▸ Article
You need, as part of the degree programme, to complete a project. The purpose of this project is to demonstrate the following skills:
The project may be conducted by you individually, or as part of a small group.
Your project should be a demonstration of your creative, experimental and analytic skills, not your tenacity in running hundreds of participants. It is important that you have a specific hypothesis in mind, and that you are clear before you start testing about what form the data will take and what analyses will be required. It is difficult to give hard and fast rules as to the number of participants to run as this will vary with the type of experiment. For example, a questionnaire study might require a minimum of 50 participants, whereas an experiment using a within-subjects design might require only 10-20 participants. The data collection should probably take you no more than 30-40 hours. For group projects, where several individuals are involved in data collection, proportionally more testing might be appropriate. It is essential that all members of a group contribute significantly towards data collection, failure to do so may lead to removal from the group.
Research projects should be substantial: to obtain good marks you will need to go beyond just giving out simple questionnaires or replicating an experiment using a small number of your immediate friends as participants. You should bear in mind that the project counts for a substantial proportion of your overall degree mark.
You should not carry out a project and a literature survey in the same specific area of research, but taking both components in the same general area is acceptable. Our criterion for whether the areas are sufficiently different is that it should not be possible to use a shortened version of your literature survey as the Introduction to your project.
Each project must have a supervisor, who must be a member of the teaching or postdoctoral research staff. Not all members of staff are available to act as project supervisors; a list of those who are and a summary of their research interests can be found in appendix A. Supervision undertaken by postdoctoral research staff will be overseen by a faculty member, who will sign the project proposal form. In such cases the postdoctoral researcher will typically be first marker of the project report. You should identify potential project supervisors via the appropriate link found under 'Projects' on the Year 3 Key Information page, make a note of relevant timeslots for discussion listed by potential supervisors via the same link, and refine your project plans.
You should have finalised your project choices and submitted your preferences via a Google Form during weeks 2 to 4 of the Summer Term, see the appropriate Projects Timetable via the Year 3 Key Information page for more information on the specific deadline. You will later be notified of your project supervisor. If you would like further advice on whom to approach, talk to Paul Bishop (firstname.lastname@example.org) who is the overall Project Organiser. The role of the project supervisor is to provide you with guidance and advice, and to help you with particular problems you encounter. It is up to you to make the most effective use of your supervisor. The optimal frequency and length of meetings will vary, depending on the details of the project, the individual student's needs and their supervisor’s requirements, but might typically be held at least once every two weeks once the project is fully underway. You may arrange further additional meetings with your supervisor as required. Remember that members of staff may not be available for meetings at very short notice so if possible you should email first to make an appointment.

▸ Objectives
a - Summarize the project guidelines in two sentences.
b - Resume the project guidelines, continuing on from their final sentence.

▸ Information shown

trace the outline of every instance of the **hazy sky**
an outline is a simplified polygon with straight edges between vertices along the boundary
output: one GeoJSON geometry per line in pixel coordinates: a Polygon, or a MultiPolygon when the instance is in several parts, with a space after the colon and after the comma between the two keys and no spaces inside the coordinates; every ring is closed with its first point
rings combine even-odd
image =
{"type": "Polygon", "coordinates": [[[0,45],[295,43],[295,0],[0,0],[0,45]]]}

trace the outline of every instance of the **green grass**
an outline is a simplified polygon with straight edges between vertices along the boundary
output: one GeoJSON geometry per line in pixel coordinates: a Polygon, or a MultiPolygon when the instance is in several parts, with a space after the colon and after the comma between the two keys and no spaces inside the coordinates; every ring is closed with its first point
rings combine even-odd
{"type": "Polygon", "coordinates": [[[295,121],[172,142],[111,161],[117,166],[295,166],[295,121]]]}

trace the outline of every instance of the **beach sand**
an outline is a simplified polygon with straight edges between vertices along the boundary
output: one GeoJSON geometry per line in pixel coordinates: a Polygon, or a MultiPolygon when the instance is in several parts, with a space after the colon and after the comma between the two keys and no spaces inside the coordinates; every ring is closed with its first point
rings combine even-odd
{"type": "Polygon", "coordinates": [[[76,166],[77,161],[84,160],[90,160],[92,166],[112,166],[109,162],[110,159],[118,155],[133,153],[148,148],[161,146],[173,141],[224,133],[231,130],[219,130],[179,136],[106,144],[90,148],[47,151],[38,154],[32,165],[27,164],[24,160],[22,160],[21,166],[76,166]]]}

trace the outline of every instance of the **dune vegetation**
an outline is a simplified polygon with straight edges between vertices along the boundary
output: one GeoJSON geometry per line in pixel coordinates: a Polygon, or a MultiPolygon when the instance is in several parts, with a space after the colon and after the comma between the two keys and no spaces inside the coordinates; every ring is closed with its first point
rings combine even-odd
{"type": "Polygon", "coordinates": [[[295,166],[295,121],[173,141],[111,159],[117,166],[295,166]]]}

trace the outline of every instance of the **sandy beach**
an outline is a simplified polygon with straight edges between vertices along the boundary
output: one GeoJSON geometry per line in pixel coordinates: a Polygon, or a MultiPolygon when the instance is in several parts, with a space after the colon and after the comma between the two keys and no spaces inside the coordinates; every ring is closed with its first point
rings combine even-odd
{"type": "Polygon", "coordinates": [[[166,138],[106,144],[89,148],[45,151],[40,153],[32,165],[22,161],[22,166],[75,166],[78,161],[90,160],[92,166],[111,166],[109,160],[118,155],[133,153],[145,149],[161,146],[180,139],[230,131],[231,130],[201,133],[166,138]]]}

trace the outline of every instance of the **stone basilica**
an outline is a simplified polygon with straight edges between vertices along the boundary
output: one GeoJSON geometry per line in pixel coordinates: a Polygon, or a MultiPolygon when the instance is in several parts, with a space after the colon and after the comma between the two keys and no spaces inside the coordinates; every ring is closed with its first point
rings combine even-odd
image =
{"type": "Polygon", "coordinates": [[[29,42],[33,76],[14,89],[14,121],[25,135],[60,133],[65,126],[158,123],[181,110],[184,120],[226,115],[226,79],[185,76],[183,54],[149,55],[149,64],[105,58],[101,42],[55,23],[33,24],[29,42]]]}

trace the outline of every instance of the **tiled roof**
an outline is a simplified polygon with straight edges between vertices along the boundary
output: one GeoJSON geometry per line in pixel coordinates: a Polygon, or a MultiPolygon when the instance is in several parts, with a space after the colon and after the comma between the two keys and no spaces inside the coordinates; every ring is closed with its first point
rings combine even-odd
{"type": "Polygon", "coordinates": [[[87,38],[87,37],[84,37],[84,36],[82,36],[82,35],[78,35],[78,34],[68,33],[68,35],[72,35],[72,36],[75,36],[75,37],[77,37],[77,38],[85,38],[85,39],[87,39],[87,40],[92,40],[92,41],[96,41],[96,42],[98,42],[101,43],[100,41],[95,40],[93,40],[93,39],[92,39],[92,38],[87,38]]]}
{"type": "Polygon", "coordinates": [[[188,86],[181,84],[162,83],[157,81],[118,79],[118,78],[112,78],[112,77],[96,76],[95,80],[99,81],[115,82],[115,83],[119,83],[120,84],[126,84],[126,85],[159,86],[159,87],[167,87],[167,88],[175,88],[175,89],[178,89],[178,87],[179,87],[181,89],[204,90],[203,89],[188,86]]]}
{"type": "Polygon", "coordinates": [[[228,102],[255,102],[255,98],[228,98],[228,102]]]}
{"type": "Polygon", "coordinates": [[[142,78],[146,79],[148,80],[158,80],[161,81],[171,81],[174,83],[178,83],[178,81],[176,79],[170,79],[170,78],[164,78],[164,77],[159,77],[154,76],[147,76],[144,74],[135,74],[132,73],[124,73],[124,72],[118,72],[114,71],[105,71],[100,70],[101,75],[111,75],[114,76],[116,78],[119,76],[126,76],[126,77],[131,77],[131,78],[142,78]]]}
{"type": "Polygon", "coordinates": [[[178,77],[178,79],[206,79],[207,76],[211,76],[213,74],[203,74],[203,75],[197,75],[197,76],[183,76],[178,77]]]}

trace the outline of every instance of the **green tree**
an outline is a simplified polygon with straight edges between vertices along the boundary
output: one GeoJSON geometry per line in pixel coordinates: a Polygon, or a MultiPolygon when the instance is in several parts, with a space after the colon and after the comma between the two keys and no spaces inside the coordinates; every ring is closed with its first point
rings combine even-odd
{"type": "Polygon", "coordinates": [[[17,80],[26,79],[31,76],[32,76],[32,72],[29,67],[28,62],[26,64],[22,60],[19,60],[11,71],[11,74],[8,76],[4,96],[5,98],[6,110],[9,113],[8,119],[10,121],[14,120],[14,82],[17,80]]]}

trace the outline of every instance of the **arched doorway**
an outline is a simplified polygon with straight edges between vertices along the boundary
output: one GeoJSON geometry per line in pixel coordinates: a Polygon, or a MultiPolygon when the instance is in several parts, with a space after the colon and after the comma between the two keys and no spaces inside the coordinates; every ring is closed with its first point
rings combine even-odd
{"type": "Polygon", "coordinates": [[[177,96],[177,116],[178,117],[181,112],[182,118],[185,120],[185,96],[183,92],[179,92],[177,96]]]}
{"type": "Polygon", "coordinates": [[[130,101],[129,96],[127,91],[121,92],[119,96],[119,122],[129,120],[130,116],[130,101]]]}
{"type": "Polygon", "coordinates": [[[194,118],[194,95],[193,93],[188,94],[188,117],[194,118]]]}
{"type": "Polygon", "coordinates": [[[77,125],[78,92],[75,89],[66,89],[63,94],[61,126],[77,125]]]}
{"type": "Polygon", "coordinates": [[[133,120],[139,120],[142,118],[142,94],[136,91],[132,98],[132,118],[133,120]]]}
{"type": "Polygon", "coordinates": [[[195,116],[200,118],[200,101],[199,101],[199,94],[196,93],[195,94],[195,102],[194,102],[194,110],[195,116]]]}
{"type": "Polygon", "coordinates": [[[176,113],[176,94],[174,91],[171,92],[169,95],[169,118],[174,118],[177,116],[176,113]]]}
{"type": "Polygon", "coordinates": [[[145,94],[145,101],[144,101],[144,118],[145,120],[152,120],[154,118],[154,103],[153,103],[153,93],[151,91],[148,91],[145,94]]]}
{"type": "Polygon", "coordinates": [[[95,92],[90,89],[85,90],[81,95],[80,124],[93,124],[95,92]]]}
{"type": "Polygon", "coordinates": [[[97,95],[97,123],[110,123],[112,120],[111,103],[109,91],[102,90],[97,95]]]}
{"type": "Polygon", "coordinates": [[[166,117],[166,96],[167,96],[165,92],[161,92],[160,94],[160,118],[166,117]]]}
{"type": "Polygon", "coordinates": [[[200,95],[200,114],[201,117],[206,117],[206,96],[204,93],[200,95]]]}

▸ Set of answers
a - The degree project, which may be done individually or in a small group, should demonstrate creative, experimental and analytic skills, rest on a specific hypothesis, and be substantial, since it counts for a substantial proportion of the overall degree mark. Each project must have a supervisor from the teaching or postdoctoral research staff, notified after students submit preferences via a Google Form in weeks 2 to 4 of the Summer Term, who provides guidance in meetings typically held at least once every two weeks.

b -
Your remaining task is to fill in an Ethics/Project Proposal Form with the help of your project supervisor and submit it for approval. This procedure will unfold predominantly in the first three weeks of the autumn term of Year 3, though some preliminary planning may be carried out later in the summer term of Year 2, depending on the the project. An electronic version of your ETHICS/PROJECT PROPOSAL form is available via the Projects - Obtaining Ethical Approval page. Please follow the instructions and try to keep the form to two sides. It must be handed in ON TIME (see the appropriate Timetable, via the Year 3 - Key Information page). You must not start testing participants until you have received appropriate ethical approval, and any project undertaken without ethical approval may receive a mark of zero. You should also ensure your project supervisor has signed the project proposal form and then submit it electronically online: https://forms.gle/81G9EezNgmze9AcZ9
The Google Form will ask you to enter the names of the students on the project, your supervisor's email for confirmation, and will ask you to upload the ethics form and any other attachments (materials, questionnaires) you need to share.
If you are planning to carry out a project in a school or in any other context where there will be contact with children you will require the relevant disclosure from the Disclosure and Barring Service. You should discuss this with your project supervisor at an early stage in planning your project.
Because York schools are already heavily involved in University research you should not attempt to recruit participants from these schools unless your supervisor has an agreement in place.
If you are interested in a project that involves experiments with non-human animals, you should consult Prof Katie Slocombe about the feasibility of your ideas. You will need to be aware of the legislation that governs the use of non-human animals in experiments, and you must ensure that your project work is at all times consistent with the relevant conditions imposed by the Home Office.
Before reaching a final decision about your project design, discuss with your supervisor the facilities and equipment you will require. ALL use of departmental resources, whether psychometric, administrative or technical, must be approved by your supervisor; please do not ask the administrators or technicians for help without your supervisor's prior approval. The department is prepared to fund photocopying associated with your project on the Departmental Office copier. Administrators will provide access for approved use of the photocopier, though at least one week's notice may be required for large numbers of copies. Several weeks' notice will be necessary if you require access to special equipment.
If your project requires use of a computer you should discuss this with your project supervisor at an early stage, particularly if you may need specialised software to run your experiment.
The department is not normally able to provide additional financial help with project work or to provide funds for travel or payment of participants.
Unfortunately, owing to the cost of Tests, the Department has a limited stock and multiple copies are only available of a few tests. It is therefore important for you to plan well ahead if you wish to use a psychometric test, particularly if you think we may need to order test forms.
It is not possible for us to loan tests to individuals external to the Psychology Department.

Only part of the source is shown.